→ Work instructions
Your task is to copy the stretch of lines in the records below that begins with the line containing "85, row 38." and ends with the line containing "24, row 155.", exactly as written, with nothing added.

[Start of section]

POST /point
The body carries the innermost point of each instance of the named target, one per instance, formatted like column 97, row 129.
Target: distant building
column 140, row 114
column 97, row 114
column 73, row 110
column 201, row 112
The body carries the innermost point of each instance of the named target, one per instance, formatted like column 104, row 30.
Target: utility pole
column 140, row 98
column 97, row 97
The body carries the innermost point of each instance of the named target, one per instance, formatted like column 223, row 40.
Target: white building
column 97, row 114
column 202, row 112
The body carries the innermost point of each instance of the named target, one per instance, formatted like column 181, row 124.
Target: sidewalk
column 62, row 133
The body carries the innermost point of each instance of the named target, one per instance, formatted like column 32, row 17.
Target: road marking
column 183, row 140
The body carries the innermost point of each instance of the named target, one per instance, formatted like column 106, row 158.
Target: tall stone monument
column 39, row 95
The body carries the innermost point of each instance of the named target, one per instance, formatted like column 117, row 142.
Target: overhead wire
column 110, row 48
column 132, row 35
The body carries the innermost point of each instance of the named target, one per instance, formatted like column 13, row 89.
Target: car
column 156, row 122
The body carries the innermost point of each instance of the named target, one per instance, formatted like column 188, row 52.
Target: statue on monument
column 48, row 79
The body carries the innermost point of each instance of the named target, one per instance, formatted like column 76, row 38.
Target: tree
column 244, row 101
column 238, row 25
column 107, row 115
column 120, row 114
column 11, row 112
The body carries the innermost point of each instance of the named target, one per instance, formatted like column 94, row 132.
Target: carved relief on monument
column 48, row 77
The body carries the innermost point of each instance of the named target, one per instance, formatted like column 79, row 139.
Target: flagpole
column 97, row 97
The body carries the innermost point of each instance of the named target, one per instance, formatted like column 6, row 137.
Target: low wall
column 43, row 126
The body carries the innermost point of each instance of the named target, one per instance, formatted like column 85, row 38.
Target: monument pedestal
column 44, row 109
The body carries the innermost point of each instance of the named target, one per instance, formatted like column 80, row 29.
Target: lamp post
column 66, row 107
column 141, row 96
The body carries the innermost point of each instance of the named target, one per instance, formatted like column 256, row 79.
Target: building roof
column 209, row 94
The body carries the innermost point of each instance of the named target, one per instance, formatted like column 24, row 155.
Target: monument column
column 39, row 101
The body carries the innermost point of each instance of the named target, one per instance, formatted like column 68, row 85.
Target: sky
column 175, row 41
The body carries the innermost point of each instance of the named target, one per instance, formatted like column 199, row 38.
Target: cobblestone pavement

[End of section]

→ Task output
The body carries the innermost point of each instance of the named target, one per instance, formatted like column 85, row 38.
Target: monument pedestal
column 44, row 109
The body carries the innermost point of each instance of the named target, one per instance, formatted like column 80, row 29.
Target: lamp post
column 66, row 107
column 141, row 96
The body carries the innermost point of each instance of the named target, one per instance, formatted like column 256, row 79.
Target: building roof
column 209, row 94
The body carries the innermost point of each instance of the named target, one per instance, formatted like column 24, row 155.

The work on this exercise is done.